* Prompt
Pull every line containing the word "nose" out of the material below.

* Excerpted data
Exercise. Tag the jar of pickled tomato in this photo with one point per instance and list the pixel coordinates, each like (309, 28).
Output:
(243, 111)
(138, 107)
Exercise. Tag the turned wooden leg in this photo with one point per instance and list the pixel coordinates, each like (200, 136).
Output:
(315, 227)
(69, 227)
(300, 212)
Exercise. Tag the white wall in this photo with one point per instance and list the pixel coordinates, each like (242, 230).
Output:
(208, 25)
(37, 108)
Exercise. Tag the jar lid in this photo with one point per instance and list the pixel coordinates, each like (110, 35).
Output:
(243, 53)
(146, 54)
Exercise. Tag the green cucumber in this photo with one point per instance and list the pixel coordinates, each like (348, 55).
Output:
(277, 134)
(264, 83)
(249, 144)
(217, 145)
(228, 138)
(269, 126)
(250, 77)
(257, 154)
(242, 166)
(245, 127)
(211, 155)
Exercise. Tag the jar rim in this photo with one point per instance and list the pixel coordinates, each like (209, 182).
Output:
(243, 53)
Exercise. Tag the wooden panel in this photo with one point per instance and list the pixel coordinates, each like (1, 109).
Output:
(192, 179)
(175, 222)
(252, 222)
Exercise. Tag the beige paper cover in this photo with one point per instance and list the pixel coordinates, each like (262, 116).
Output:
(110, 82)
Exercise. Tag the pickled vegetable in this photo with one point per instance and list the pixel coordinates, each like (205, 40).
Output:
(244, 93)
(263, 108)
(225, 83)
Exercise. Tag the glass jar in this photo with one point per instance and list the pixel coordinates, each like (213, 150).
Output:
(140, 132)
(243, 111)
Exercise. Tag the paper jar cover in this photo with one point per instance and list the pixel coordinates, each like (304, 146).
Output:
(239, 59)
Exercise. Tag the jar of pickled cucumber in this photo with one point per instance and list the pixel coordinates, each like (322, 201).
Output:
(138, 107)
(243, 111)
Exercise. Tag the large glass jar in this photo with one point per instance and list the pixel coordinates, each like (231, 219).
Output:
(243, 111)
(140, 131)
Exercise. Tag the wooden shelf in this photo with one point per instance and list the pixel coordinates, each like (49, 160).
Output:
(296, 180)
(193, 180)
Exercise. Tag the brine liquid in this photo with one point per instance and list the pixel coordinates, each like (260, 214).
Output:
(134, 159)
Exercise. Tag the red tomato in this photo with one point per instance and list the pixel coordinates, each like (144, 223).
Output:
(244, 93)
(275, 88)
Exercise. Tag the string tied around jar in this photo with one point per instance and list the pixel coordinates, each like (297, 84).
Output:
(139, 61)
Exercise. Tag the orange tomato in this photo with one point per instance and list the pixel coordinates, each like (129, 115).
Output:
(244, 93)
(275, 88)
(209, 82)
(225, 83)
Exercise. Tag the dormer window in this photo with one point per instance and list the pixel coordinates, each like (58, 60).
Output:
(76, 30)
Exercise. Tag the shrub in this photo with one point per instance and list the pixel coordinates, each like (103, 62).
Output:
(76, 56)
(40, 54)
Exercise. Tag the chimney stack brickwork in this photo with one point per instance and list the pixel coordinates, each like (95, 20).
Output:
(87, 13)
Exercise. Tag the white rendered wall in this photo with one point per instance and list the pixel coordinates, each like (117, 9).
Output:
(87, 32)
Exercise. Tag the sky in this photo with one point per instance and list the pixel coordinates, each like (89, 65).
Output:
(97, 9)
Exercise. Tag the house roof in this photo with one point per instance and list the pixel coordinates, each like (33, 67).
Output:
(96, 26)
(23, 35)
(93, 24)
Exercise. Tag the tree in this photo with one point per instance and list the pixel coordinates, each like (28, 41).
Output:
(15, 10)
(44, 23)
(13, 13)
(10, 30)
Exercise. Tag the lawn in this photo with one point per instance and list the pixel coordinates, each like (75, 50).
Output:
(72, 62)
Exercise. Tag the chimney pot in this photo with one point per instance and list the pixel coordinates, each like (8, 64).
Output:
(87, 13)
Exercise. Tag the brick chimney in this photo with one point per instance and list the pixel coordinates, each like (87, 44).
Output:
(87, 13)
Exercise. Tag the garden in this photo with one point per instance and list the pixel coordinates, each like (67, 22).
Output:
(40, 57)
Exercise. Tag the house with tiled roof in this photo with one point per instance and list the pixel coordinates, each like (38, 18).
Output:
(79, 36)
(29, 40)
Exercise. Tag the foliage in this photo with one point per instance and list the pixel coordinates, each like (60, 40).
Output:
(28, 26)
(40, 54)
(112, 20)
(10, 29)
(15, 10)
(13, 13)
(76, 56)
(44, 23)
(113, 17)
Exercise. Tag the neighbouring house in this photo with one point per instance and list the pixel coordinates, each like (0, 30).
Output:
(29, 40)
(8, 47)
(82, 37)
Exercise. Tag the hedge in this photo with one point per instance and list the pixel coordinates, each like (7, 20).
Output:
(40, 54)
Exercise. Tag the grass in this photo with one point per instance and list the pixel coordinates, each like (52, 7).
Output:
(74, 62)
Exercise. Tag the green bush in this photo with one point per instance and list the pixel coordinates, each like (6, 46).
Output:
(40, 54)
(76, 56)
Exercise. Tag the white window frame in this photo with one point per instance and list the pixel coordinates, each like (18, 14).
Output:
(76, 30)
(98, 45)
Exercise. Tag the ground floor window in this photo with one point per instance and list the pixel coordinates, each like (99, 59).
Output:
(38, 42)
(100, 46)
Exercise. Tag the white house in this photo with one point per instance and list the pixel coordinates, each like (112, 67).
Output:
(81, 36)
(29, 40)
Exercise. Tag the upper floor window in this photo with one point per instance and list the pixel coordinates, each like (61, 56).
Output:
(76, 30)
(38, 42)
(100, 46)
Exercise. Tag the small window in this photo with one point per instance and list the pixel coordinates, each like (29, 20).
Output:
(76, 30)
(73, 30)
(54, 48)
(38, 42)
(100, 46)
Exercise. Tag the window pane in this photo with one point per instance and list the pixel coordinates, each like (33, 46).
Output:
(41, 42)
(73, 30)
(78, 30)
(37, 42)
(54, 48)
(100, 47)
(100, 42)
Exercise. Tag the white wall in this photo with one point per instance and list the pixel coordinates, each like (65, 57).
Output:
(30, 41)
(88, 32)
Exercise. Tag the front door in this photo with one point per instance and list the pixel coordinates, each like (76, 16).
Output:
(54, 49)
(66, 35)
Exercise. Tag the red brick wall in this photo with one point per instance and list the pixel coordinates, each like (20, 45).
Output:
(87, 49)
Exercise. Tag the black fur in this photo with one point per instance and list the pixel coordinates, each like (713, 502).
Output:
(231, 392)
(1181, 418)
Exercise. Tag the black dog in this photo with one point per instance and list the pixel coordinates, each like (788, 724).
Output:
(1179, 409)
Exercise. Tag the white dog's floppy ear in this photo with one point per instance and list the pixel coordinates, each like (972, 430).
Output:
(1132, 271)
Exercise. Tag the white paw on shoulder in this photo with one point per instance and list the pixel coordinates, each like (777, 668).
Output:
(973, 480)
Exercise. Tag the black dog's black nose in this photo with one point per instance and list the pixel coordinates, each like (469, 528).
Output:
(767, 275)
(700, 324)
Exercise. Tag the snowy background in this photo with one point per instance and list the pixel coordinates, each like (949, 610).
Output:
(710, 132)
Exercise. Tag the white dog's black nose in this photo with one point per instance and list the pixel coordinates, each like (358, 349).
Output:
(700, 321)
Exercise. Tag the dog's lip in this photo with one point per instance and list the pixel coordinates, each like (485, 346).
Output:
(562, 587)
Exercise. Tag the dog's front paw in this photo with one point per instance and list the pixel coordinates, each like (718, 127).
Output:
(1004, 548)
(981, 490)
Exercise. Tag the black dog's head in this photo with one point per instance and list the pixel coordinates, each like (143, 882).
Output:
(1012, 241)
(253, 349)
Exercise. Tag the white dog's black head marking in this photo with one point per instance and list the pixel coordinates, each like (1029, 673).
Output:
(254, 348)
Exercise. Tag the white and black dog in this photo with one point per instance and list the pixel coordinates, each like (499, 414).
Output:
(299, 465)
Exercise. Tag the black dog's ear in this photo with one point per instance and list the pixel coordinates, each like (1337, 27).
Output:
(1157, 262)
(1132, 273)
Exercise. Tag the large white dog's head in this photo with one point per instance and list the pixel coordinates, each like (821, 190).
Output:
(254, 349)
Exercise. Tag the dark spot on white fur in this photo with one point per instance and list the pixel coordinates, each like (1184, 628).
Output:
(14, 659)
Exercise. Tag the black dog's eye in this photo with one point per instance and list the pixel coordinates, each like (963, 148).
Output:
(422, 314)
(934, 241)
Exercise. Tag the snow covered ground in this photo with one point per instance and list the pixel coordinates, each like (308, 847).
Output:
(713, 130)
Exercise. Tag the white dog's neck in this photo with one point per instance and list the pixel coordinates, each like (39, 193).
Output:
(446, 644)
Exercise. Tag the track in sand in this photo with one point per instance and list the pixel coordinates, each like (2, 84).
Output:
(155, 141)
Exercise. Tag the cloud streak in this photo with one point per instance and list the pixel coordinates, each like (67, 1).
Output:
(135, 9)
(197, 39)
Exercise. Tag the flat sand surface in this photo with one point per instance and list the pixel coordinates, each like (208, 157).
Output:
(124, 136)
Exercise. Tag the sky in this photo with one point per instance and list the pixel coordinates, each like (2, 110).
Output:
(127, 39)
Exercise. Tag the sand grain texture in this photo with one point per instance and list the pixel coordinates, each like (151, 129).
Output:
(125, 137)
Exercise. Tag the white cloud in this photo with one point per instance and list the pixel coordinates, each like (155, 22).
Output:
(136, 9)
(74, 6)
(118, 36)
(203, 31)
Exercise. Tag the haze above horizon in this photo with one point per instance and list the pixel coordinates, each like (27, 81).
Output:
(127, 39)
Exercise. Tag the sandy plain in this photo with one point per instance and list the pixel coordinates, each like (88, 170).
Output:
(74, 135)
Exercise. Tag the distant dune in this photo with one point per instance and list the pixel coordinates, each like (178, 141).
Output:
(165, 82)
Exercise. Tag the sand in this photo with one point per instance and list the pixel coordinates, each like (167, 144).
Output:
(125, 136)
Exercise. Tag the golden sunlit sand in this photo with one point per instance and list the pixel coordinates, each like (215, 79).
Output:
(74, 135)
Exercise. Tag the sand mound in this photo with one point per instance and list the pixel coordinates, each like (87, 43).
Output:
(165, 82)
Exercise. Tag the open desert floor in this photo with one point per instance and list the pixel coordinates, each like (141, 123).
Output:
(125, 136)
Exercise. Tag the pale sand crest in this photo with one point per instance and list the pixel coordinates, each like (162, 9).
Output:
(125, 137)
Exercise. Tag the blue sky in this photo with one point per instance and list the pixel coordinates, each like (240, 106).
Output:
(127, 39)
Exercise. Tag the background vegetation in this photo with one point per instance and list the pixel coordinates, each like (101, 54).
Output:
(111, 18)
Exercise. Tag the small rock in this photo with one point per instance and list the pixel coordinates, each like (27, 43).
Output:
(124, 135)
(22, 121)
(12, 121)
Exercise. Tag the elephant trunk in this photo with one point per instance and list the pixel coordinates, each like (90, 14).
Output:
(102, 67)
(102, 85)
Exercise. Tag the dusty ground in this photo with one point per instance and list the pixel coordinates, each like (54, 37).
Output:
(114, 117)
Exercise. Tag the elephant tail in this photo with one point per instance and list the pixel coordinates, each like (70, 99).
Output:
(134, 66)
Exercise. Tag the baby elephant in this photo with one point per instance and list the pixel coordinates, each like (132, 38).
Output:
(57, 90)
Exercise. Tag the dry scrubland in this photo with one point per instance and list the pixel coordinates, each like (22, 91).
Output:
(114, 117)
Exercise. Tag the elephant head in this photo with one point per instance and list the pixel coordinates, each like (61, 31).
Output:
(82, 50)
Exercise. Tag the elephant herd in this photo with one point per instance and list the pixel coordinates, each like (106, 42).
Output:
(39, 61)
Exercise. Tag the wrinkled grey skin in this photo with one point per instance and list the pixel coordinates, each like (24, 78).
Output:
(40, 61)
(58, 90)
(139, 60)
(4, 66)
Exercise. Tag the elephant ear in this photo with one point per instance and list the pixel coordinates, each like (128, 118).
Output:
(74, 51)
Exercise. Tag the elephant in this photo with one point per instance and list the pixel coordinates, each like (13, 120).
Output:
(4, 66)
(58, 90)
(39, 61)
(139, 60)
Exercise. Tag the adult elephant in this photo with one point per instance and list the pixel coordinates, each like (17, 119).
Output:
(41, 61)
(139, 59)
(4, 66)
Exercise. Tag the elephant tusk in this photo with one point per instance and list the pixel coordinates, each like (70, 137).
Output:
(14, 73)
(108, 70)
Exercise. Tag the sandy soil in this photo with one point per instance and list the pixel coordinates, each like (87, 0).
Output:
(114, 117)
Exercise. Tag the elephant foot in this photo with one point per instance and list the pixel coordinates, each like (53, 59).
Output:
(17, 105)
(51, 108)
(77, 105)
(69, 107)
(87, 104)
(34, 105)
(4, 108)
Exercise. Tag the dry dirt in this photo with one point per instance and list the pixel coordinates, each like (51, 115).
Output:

* Problem solution
Exercise. Tag the black dog's black nose in this photo with one point per instance and list the pixel coordinates, each like (469, 528).
Exercise. Tag the white dog's black nose in this photo with one point per instance and list the pixel coordinates, each like (358, 349).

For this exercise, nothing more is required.